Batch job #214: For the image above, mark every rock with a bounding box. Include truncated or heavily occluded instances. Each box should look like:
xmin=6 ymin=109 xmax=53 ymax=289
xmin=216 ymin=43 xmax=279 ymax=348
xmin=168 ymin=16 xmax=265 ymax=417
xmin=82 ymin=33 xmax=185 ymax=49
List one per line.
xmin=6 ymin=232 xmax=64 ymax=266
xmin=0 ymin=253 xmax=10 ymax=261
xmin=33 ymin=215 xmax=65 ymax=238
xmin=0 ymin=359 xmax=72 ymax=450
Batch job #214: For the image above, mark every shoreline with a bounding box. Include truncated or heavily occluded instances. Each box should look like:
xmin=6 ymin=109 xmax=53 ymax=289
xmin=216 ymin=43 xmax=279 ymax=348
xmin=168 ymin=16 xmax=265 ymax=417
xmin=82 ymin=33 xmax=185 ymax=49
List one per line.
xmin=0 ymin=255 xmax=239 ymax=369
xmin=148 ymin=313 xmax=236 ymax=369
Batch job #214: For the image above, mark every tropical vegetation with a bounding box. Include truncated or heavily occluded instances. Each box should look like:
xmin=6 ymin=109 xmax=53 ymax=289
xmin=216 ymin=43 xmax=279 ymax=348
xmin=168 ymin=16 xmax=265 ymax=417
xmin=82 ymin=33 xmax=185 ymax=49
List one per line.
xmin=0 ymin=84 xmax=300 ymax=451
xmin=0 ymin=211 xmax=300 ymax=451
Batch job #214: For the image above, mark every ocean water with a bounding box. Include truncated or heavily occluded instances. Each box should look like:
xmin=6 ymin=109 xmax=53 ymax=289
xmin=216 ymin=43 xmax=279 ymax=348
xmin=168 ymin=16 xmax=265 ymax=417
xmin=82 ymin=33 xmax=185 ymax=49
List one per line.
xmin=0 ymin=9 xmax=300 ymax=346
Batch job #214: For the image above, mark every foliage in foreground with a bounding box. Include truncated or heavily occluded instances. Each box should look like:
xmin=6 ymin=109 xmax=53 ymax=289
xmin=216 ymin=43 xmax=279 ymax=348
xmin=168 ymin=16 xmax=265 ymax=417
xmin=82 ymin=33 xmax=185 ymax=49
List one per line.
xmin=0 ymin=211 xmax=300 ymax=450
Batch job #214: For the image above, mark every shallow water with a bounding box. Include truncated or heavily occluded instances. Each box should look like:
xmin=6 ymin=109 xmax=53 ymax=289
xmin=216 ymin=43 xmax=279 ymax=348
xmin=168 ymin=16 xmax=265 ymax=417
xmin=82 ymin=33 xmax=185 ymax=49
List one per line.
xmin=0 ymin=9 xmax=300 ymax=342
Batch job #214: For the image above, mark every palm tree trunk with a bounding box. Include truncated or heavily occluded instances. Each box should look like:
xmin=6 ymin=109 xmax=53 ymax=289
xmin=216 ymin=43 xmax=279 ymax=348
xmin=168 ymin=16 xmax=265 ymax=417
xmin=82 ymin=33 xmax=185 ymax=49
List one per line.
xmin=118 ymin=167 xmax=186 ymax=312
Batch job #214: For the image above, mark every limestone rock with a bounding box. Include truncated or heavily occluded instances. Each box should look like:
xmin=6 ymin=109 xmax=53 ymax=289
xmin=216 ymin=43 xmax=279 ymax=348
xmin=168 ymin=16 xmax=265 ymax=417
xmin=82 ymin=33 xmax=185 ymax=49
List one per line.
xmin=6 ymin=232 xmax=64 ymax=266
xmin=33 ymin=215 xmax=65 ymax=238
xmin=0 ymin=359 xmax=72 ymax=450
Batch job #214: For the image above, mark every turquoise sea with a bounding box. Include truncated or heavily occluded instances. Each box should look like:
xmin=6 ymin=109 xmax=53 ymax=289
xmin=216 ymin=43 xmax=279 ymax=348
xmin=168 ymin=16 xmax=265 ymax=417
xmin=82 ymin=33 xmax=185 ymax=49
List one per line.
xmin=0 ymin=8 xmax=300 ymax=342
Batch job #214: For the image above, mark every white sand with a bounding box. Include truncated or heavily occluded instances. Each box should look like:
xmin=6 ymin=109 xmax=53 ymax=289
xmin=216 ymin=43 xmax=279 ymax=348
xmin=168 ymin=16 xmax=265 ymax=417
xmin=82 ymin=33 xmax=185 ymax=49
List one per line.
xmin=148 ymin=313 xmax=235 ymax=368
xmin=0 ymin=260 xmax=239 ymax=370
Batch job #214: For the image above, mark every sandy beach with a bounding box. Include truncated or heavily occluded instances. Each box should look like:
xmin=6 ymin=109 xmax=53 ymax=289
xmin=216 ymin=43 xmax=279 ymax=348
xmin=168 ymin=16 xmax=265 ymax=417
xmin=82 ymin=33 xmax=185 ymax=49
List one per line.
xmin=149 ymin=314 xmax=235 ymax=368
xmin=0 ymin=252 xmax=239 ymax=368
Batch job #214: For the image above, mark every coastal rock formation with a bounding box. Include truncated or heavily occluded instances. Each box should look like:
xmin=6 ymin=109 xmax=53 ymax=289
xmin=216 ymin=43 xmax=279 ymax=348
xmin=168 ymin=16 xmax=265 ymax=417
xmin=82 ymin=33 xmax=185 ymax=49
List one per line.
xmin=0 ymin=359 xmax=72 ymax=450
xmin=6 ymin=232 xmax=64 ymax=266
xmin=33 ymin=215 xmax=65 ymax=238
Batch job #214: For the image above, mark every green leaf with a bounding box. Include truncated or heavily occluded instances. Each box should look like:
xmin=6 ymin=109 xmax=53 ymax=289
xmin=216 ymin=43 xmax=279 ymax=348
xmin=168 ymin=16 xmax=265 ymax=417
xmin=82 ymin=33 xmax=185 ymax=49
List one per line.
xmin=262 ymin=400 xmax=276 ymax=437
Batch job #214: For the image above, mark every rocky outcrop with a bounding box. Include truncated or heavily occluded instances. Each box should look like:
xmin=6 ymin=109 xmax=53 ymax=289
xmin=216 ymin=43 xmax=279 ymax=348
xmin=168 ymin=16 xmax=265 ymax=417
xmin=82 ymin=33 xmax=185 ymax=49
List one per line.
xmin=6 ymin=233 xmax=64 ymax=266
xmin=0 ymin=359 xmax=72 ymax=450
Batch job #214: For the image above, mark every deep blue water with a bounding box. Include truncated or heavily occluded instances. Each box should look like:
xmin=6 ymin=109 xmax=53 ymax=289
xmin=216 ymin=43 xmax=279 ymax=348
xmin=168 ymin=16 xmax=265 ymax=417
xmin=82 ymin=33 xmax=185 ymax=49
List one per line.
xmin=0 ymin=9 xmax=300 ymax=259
-.-.-
■ Given request
Every entry should be printed again exactly as it stands.

■ Solution
Batch job #214: For the image above, mark every rock with a bounding box. Include truncated or heavily occluded instances. Each box should look like:
xmin=6 ymin=109 xmax=53 ymax=289
xmin=216 ymin=43 xmax=279 ymax=348
xmin=168 ymin=16 xmax=265 ymax=417
xmin=82 ymin=33 xmax=185 ymax=49
List one per line.
xmin=6 ymin=232 xmax=64 ymax=266
xmin=0 ymin=253 xmax=10 ymax=261
xmin=33 ymin=215 xmax=65 ymax=238
xmin=0 ymin=359 xmax=72 ymax=450
Batch job #214: For the image above, mark every shoreline with a bounding box. Include truncated or heavily occluded instances. Each box should look like:
xmin=6 ymin=109 xmax=53 ymax=289
xmin=216 ymin=43 xmax=279 ymax=348
xmin=168 ymin=16 xmax=265 ymax=417
xmin=82 ymin=33 xmax=185 ymax=49
List one per line.
xmin=0 ymin=255 xmax=239 ymax=369
xmin=148 ymin=313 xmax=236 ymax=369
Batch job #214: For the image above, mark every tropical vegetation with a bounding box. Include truncated or heavily occluded instances. Each box should look like:
xmin=6 ymin=109 xmax=53 ymax=289
xmin=216 ymin=43 xmax=279 ymax=348
xmin=168 ymin=16 xmax=265 ymax=417
xmin=82 ymin=33 xmax=185 ymax=49
List one per line.
xmin=0 ymin=84 xmax=300 ymax=451
xmin=0 ymin=211 xmax=300 ymax=451
Batch job #214: For the image above, mark every ocean water with a bounding box. Include truncated or heavily occluded instances. Each box should look like:
xmin=6 ymin=109 xmax=53 ymax=289
xmin=216 ymin=43 xmax=279 ymax=348
xmin=168 ymin=16 xmax=265 ymax=417
xmin=82 ymin=33 xmax=185 ymax=49
List one per line.
xmin=0 ymin=9 xmax=300 ymax=346
Batch job #214: For the image above, mark every foliage in foreground with a bounding box. Include truncated or heavily occluded instances. Each box should look like:
xmin=6 ymin=109 xmax=53 ymax=289
xmin=216 ymin=43 xmax=279 ymax=348
xmin=168 ymin=16 xmax=265 ymax=417
xmin=82 ymin=33 xmax=185 ymax=49
List one per line.
xmin=0 ymin=211 xmax=300 ymax=450
Batch job #214: For the image above, mark every shallow water with a bounding box. Include truncated or heavily occluded instances. Each box should look like:
xmin=6 ymin=109 xmax=53 ymax=289
xmin=216 ymin=43 xmax=279 ymax=348
xmin=168 ymin=16 xmax=265 ymax=417
xmin=82 ymin=33 xmax=185 ymax=49
List one per line.
xmin=0 ymin=9 xmax=300 ymax=342
Batch job #214: For the image above, mark every palm tree trunk with a bounding box. Include truncated or heavily occluded instances. Each box should look like:
xmin=6 ymin=109 xmax=53 ymax=289
xmin=216 ymin=43 xmax=279 ymax=348
xmin=168 ymin=16 xmax=265 ymax=417
xmin=82 ymin=33 xmax=185 ymax=49
List one per line.
xmin=118 ymin=167 xmax=186 ymax=312
Batch job #214: For the image above, mark every limestone rock with a bounding box. Include truncated or heavily occluded instances. Each box should look like:
xmin=6 ymin=109 xmax=53 ymax=289
xmin=216 ymin=43 xmax=279 ymax=348
xmin=168 ymin=16 xmax=265 ymax=417
xmin=82 ymin=33 xmax=185 ymax=49
List one per line.
xmin=6 ymin=232 xmax=64 ymax=266
xmin=33 ymin=215 xmax=65 ymax=238
xmin=0 ymin=359 xmax=72 ymax=450
Batch job #214: For the image above, mark every turquoise sea with a bounding box. Include truncated or heavily occluded instances. Each box should look like:
xmin=6 ymin=109 xmax=53 ymax=289
xmin=216 ymin=43 xmax=279 ymax=348
xmin=168 ymin=16 xmax=265 ymax=417
xmin=82 ymin=33 xmax=185 ymax=49
List one per line.
xmin=0 ymin=8 xmax=300 ymax=342
Batch job #214: For the image above, mark every white sand with a bounding box. Include truncated or heavily occluded instances. Each box should look like:
xmin=6 ymin=109 xmax=53 ymax=289
xmin=216 ymin=43 xmax=279 ymax=348
xmin=168 ymin=16 xmax=265 ymax=417
xmin=82 ymin=33 xmax=185 ymax=49
List one per line.
xmin=148 ymin=313 xmax=235 ymax=368
xmin=0 ymin=260 xmax=239 ymax=370
Batch job #214: For the image above, mark every sandy beach with a bounding box. Include truncated or heavily occluded instances. Each box should look like:
xmin=6 ymin=109 xmax=53 ymax=289
xmin=216 ymin=43 xmax=279 ymax=348
xmin=168 ymin=16 xmax=265 ymax=417
xmin=82 ymin=33 xmax=185 ymax=49
List one per line.
xmin=149 ymin=314 xmax=235 ymax=368
xmin=0 ymin=252 xmax=239 ymax=368
Batch job #214: For the image above, mark every coastal rock formation with a bounding box. Include truncated or heavily occluded instances. Each box should look like:
xmin=6 ymin=109 xmax=53 ymax=289
xmin=216 ymin=43 xmax=279 ymax=348
xmin=168 ymin=16 xmax=265 ymax=417
xmin=82 ymin=33 xmax=185 ymax=49
List one per line.
xmin=0 ymin=359 xmax=72 ymax=450
xmin=6 ymin=232 xmax=64 ymax=266
xmin=33 ymin=215 xmax=65 ymax=238
Batch job #214: For the image above, mark every green leaf with a bounding box. Include truncated or heavily occluded instances. Each box should look like:
xmin=6 ymin=109 xmax=53 ymax=289
xmin=216 ymin=43 xmax=279 ymax=348
xmin=168 ymin=16 xmax=265 ymax=417
xmin=82 ymin=33 xmax=185 ymax=49
List one per line.
xmin=262 ymin=400 xmax=276 ymax=437
Batch job #214: For the image above, mark every rocky outcrop with a bounding box. Include truncated or heavily occluded instances. Each box should look like:
xmin=6 ymin=109 xmax=53 ymax=289
xmin=216 ymin=43 xmax=279 ymax=348
xmin=168 ymin=16 xmax=265 ymax=417
xmin=82 ymin=33 xmax=185 ymax=49
List one per line.
xmin=6 ymin=233 xmax=64 ymax=266
xmin=0 ymin=359 xmax=72 ymax=450
Batch job #214: For the image above, mark every deep blue water with a bounding box. Include truncated or heavily occluded instances. Each box should look like:
xmin=6 ymin=109 xmax=53 ymax=289
xmin=216 ymin=43 xmax=279 ymax=348
xmin=168 ymin=16 xmax=265 ymax=417
xmin=82 ymin=33 xmax=185 ymax=49
List one per line.
xmin=0 ymin=9 xmax=300 ymax=259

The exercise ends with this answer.